▶ Set exercise
Retype the whole listing below word for word, but leave out the pictures.

▶ Input data
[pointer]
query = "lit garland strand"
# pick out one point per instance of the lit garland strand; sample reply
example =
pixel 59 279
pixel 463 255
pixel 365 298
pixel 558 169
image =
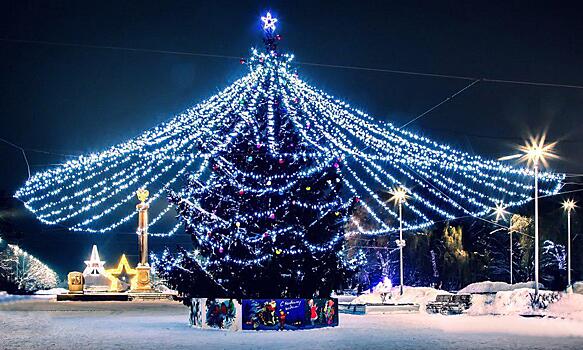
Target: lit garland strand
pixel 86 193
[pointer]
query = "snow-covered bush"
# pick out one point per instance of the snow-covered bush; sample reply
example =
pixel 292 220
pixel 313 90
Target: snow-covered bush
pixel 21 272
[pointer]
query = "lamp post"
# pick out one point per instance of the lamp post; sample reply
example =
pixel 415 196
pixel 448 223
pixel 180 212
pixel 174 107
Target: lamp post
pixel 535 152
pixel 399 196
pixel 500 211
pixel 568 206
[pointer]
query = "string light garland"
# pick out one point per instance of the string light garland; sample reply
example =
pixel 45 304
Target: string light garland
pixel 93 192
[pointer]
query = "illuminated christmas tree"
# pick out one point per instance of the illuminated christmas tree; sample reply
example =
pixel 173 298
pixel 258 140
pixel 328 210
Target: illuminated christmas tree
pixel 250 153
pixel 269 220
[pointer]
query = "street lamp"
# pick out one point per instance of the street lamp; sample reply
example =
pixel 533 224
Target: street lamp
pixel 399 196
pixel 535 152
pixel 500 211
pixel 568 206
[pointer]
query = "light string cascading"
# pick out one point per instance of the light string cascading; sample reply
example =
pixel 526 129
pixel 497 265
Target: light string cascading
pixel 94 193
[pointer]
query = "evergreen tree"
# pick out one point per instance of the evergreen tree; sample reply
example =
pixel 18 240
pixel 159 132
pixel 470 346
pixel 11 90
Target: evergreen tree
pixel 269 220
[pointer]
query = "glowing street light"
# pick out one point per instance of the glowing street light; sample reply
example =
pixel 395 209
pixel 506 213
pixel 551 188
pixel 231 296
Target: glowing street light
pixel 568 206
pixel 535 152
pixel 500 211
pixel 399 196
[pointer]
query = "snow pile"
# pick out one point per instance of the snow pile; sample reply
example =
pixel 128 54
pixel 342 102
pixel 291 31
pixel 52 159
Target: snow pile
pixel 495 287
pixel 570 306
pixel 514 302
pixel 517 302
pixel 52 291
pixel 415 295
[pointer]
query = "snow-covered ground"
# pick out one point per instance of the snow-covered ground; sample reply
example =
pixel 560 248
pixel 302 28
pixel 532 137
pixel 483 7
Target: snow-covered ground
pixel 42 324
pixel 415 295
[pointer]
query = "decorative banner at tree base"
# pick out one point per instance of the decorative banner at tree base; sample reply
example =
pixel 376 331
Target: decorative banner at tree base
pixel 215 313
pixel 263 314
pixel 289 314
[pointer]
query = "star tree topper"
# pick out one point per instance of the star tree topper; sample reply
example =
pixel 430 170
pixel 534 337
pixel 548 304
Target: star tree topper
pixel 269 22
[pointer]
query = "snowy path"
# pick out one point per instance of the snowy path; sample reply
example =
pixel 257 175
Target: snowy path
pixel 41 324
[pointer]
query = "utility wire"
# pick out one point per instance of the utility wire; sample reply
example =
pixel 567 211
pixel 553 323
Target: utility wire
pixel 440 103
pixel 21 150
pixel 350 67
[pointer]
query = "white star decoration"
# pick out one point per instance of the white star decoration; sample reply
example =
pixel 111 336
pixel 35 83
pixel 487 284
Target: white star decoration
pixel 94 264
pixel 269 22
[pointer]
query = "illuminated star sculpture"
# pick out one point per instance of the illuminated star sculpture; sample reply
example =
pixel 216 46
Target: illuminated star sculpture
pixel 124 272
pixel 94 264
pixel 500 211
pixel 269 22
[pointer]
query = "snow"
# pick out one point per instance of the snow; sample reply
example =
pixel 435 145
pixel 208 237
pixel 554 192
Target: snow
pixel 164 325
pixel 570 306
pixel 415 295
pixel 494 287
pixel 52 291
pixel 514 302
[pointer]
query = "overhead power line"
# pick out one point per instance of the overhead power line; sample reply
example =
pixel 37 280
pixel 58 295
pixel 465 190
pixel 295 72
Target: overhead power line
pixel 315 64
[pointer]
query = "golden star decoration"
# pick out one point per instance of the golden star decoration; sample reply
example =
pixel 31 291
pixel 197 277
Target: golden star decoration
pixel 123 266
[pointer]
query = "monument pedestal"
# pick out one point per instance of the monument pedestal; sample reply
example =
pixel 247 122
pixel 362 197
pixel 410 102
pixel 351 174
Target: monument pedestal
pixel 143 278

▶ Task solution
[pointer]
query = "lit garland strand"
# pick out one point per instance of the lit garland strand; sample reply
example =
pixel 59 279
pixel 463 255
pixel 365 298
pixel 558 169
image =
Target: lit garland strand
pixel 86 193
[pointer]
query = "snow-covered bush"
# pick out one point per instance of the snow-covered bush; sample reply
example =
pixel 292 220
pixel 313 90
Target: snow-covered bush
pixel 21 272
[pointer]
query = "lamp post"
# pick out one point per instance of the lamp post; sample reply
example =
pixel 415 196
pixel 448 223
pixel 180 212
pixel 174 107
Target: lamp post
pixel 535 152
pixel 399 196
pixel 500 211
pixel 568 206
[pointer]
query = "string light garland"
# pick out one point per instance of the string light garland; sample reply
example =
pixel 45 304
Target: string light garland
pixel 93 192
[pointer]
query = "illuminated christmas tree"
# pick out one point per instance of the illuminated christmas tree; sample reply
example =
pixel 173 298
pixel 258 140
pixel 328 210
Target: illuminated christmas tree
pixel 250 153
pixel 269 220
[pointer]
query = "street lamp"
# pick out one point per instance of the street lamp; sample reply
example =
pixel 533 224
Target: street lamp
pixel 399 196
pixel 535 152
pixel 500 211
pixel 568 206
[pointer]
query = "light string cascading"
# pick out one point per instance of the light string cascading; sample reply
example =
pixel 526 129
pixel 497 265
Target: light string cascading
pixel 94 193
[pointer]
query = "evergreen tree"
# pick out one point per instance of the evergreen tree; sample reply
example =
pixel 18 240
pixel 159 132
pixel 470 346
pixel 11 90
Target: evergreen tree
pixel 269 220
[pointer]
query = "glowing street light"
# pick out one point per instance of the glowing street light; sample reply
example =
pixel 395 209
pixel 506 213
pixel 551 188
pixel 231 296
Target: glowing street light
pixel 568 206
pixel 535 152
pixel 500 211
pixel 399 196
[pointer]
query = "snow pile"
# pick out one point per instance of the snow pile; sample reply
example =
pixel 128 54
pixel 342 102
pixel 291 31
pixel 52 159
Target: snow pile
pixel 495 287
pixel 570 306
pixel 514 302
pixel 517 302
pixel 52 291
pixel 415 295
[pointer]
query = "snow-covered ground"
# pick out one point per instance of the snow-covered ground; sample reply
example =
pixel 560 248
pixel 302 28
pixel 532 137
pixel 483 7
Target: snow-covered ground
pixel 42 324
pixel 415 295
[pointer]
query = "decorative banner at tree base"
# pick out one point per instance of the decorative banner at tree base; sample reply
example =
pixel 376 331
Target: decorative banner at tree base
pixel 215 313
pixel 263 314
pixel 289 314
[pointer]
query = "star tree topper"
# pick out one point per instance of the star tree topper; sample reply
example =
pixel 430 170
pixel 534 337
pixel 548 304
Target: star tree topper
pixel 269 22
[pointer]
query = "snowy path"
# pick out one point per instance of the snowy path; sample reply
example =
pixel 257 175
Target: snowy path
pixel 41 324
[pointer]
query = "utility wire"
# pick out one point per instance of the utility wire; sample reply
example =
pixel 567 211
pixel 553 323
Target: utility wire
pixel 440 103
pixel 21 150
pixel 350 67
[pointer]
query = "white star decoration"
# pick out one point per instance of the white star decoration; sample reply
example =
pixel 111 336
pixel 35 83
pixel 487 284
Target: white star decoration
pixel 94 264
pixel 269 22
[pointer]
query = "illuminated star sculpture"
# pick out one point per instance of the illuminated star sculpture; sample reply
example =
pixel 216 46
Target: illuminated star sculpture
pixel 124 272
pixel 94 264
pixel 500 211
pixel 269 22
[pointer]
query = "snow"
# pick out one point per instance of the snow; sample reply
example =
pixel 435 145
pixel 208 237
pixel 554 192
Target: snow
pixel 164 325
pixel 570 306
pixel 415 295
pixel 494 287
pixel 52 291
pixel 514 302
[pointer]
query = "overhead power line"
# pick out one point per instance of the overhead power line; sample reply
example =
pixel 37 280
pixel 58 295
pixel 465 190
pixel 295 72
Target: overhead power line
pixel 315 64
[pointer]
query = "golden star decoration"
# pick out one point per instance of the golden star decoration; sample reply
example =
pixel 31 291
pixel 197 277
Target: golden star decoration
pixel 123 266
[pointer]
query = "monument pedestal"
# pick out one point per instance of the monument pedestal; sample reply
example =
pixel 247 122
pixel 362 197
pixel 410 102
pixel 351 174
Target: monument pedestal
pixel 143 278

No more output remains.